Recorded data
>> Start

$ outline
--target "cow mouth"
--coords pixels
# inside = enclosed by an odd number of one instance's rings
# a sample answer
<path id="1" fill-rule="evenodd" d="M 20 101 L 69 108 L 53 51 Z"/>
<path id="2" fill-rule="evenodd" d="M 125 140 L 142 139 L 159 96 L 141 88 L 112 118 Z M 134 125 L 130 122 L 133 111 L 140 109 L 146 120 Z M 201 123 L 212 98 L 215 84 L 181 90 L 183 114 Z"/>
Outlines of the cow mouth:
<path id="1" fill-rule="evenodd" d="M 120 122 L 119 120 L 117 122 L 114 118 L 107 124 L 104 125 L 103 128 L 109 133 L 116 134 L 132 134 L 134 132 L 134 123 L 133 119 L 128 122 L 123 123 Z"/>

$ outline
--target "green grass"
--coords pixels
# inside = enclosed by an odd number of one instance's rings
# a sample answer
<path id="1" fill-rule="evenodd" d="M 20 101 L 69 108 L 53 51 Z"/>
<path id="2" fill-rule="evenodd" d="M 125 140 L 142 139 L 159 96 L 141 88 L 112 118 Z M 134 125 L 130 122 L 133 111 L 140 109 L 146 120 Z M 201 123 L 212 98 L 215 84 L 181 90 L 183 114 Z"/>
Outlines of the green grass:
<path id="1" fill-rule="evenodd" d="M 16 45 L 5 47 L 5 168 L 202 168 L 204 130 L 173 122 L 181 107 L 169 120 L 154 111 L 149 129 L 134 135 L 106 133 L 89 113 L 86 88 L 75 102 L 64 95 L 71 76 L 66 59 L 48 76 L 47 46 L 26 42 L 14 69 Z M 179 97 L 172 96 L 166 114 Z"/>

>> End

EXERCISE DESCRIPTION: Repeat the data word for word, beginning with its first line and going on through the line that contains "120 122 L 119", with both of those lines included.

COMPLETE OUTPUT:
$ outline
--target "cow mouth"
--coords pixels
# inside = enclosed by an odd number of one instance's rings
# a sample answer
<path id="1" fill-rule="evenodd" d="M 20 101 L 69 108 L 53 51 Z"/>
<path id="2" fill-rule="evenodd" d="M 125 140 L 142 139 L 159 96 L 141 88 L 112 118 Z M 134 125 L 130 122 L 133 111 L 140 109 L 146 120 Z M 201 123 L 212 98 L 215 84 L 181 90 L 183 114 Z"/>
Outlines of the cow mouth:
<path id="1" fill-rule="evenodd" d="M 120 122 L 119 120 L 117 122 L 114 118 L 107 124 L 104 125 L 103 128 L 109 133 L 116 134 L 132 134 L 134 132 L 134 123 L 133 119 L 128 122 L 123 123 Z"/>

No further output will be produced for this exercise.